Required action: Count the lines in the entries below that contain the string "clicks", matching case exactly, and reply with only the number.

___ Data to use ___

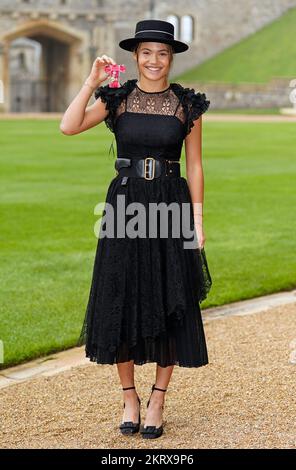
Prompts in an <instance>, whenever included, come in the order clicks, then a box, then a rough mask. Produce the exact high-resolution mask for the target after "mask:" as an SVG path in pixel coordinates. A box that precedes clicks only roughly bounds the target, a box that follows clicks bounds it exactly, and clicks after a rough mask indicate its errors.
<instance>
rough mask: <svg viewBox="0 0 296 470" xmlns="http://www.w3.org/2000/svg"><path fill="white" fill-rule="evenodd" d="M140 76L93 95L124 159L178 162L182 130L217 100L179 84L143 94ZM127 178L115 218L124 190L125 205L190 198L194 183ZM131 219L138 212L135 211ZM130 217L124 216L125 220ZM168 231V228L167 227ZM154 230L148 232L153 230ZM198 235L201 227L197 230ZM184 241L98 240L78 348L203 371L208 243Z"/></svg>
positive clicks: (128, 219) (204, 362)
mask: <svg viewBox="0 0 296 470" xmlns="http://www.w3.org/2000/svg"><path fill="white" fill-rule="evenodd" d="M136 82H137V80H136V79H133V80H127V81H126V82H125V83H124V84H123V85H121V87H120V88H117V89H116V88H115V89H112V88H109V86H108V85H105V86H101V87H99V88H98V89H97V90H96V91H95V98H96V99H98V98H99V97H100V98H101V100H102V101H103V102H104V103H105V104H106V109H108V110H109V114H108V116H107V117H106V119H105V123H106V125H107V127H108V128H109V129H110V130H111V131H112V132H114V134H115V138H116V146H117V156H118V157H121V156H124V157H127V158H135V159H139V158H145V157H147V156H153V157H154V158H166V159H169V160H180V157H181V150H182V145H183V141H184V138H185V136H186V135H187V134H188V133H189V132H190V130H191V128H192V127H193V125H194V123H193V121H194V120H195V119H197V118H198V117H199V116H200V115H201V114H202V113H204V112H205V111H206V110H207V109H208V107H209V104H210V102H209V101H208V100H206V96H205V94H204V93H202V94H201V93H195V91H194V90H193V89H189V88H184V87H182V86H181V85H180V84H177V83H171V85H170V86H169V87H168V88H167V89H166V90H164V91H161V92H145V91H143V90H141V89H140V88H139V86H138V85H137V83H136ZM122 179H123V177H122V176H121V175H120V174H116V176H115V177H114V178H113V179H112V180H111V182H110V184H109V187H108V190H107V196H106V202H108V203H109V204H112V206H113V207H114V218H115V219H116V216H117V210H119V209H118V206H117V199H116V198H117V196H118V195H124V196H125V204H126V206H127V205H128V204H130V203H132V202H141V203H142V204H143V205H144V206H145V208H148V203H149V202H155V203H160V202H164V203H166V204H170V203H171V202H175V203H176V202H177V203H183V202H187V203H188V202H189V203H190V208H191V209H190V211H191V212H190V219H191V221H190V224H191V225H190V227H191V230H195V229H194V222H193V210H192V205H191V197H190V192H189V187H188V184H187V180H186V178H184V177H182V176H181V177H178V176H173V177H166V176H164V175H163V176H161V177H159V178H155V179H152V180H146V179H144V178H137V177H129V178H128V181H127V184H122ZM133 217H134V214H133ZM128 220H130V217H129V215H127V214H126V215H125V221H126V223H127V221H128ZM169 227H170V226H169ZM147 233H148V232H147ZM195 233H196V232H195ZM183 242H184V238H183V236H182V234H181V235H180V237H179V238H178V237H173V236H172V235H170V231H169V233H168V236H167V237H166V238H165V237H160V236H157V237H156V238H151V237H149V236H147V237H146V238H141V237H135V238H129V237H123V238H119V237H118V238H116V236H114V237H113V238H112V237H106V236H104V237H100V236H99V239H98V244H97V250H96V255H95V260H94V267H93V275H92V282H91V288H90V293H89V300H88V305H87V309H86V313H85V319H84V323H83V326H82V330H81V335H80V338H79V340H78V345H82V344H85V353H86V357H89V358H90V360H91V361H96V362H97V363H98V364H115V363H119V362H126V361H130V360H134V363H135V364H137V365H142V364H144V363H147V362H156V363H157V364H159V365H160V366H161V367H167V366H169V365H179V366H182V367H199V366H202V365H205V364H207V363H208V354H207V347H206V341H205V335H204V329H203V323H202V318H201V312H200V305H199V304H200V303H201V302H202V300H204V299H205V298H206V296H207V294H208V292H209V290H210V288H211V285H212V279H211V276H210V272H209V268H208V264H207V260H206V255H205V251H204V249H202V250H200V249H199V248H195V249H185V248H184V244H183Z"/></svg>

___

Your solution: 2